Natural-language object grounding data:
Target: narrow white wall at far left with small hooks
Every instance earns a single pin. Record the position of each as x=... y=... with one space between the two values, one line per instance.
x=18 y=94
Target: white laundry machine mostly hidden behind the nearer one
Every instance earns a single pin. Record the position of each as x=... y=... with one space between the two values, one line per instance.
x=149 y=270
...
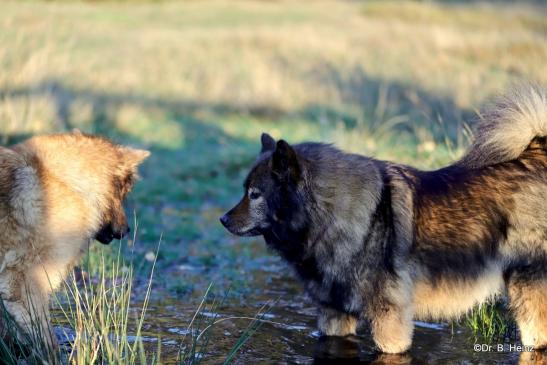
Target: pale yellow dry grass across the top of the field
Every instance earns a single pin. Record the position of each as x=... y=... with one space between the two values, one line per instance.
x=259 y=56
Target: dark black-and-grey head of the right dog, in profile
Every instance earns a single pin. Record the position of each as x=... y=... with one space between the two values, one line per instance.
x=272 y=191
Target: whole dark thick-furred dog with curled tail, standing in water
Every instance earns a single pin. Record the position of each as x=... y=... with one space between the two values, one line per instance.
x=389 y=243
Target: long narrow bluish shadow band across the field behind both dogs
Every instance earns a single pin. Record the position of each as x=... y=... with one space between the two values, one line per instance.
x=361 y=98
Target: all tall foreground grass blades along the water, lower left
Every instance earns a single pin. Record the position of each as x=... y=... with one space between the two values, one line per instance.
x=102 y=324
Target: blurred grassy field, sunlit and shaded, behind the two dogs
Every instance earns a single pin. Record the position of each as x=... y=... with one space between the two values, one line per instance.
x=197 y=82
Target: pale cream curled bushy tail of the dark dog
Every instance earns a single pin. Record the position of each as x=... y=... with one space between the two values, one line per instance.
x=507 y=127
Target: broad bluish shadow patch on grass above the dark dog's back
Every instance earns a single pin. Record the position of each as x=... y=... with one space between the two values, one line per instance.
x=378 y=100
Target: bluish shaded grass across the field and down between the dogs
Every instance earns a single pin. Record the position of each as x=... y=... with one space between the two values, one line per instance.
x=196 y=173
---
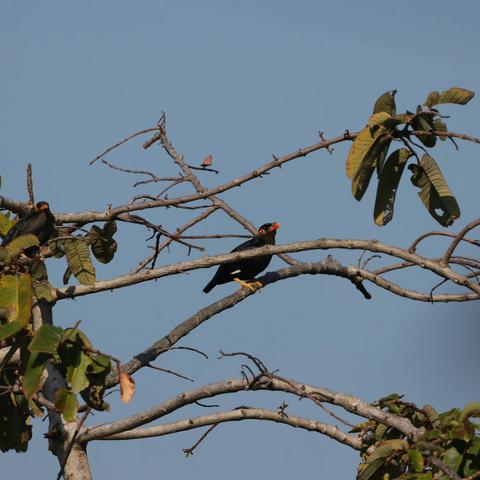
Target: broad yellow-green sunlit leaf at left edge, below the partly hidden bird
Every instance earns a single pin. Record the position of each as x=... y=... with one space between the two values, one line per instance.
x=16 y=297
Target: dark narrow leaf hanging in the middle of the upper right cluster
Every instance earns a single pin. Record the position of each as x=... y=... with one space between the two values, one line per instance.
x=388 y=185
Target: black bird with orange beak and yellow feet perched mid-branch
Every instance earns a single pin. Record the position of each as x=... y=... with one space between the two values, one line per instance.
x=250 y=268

### TASK OBJECTIVE
Using the entries above, output exactly the lines between the line holding "Target: blurred grassy" and the line holding "Target: bluish shaded", end lines included, and nothing more.

### TASK RESULT
Target: blurred grassy field, sunlit and shaded, behind the two dogs
Every instance earns a single pin. Record the position of each as x=... y=... with one space between the two values, one line per instance.
x=197 y=82
Target: pale cream curled bushy tail of the dark dog
Every instance earns a single pin. Record the position of each as x=... y=... with one space between the two values, one line per instance.
x=507 y=127
Target: broad bluish shadow patch on grass above the dark dog's back
Every instance earns a single pin. Record the position of each as x=... y=... with one space between the two values, one line per instance.
x=378 y=100
Target: bluish shaded grass across the field and down between the dogs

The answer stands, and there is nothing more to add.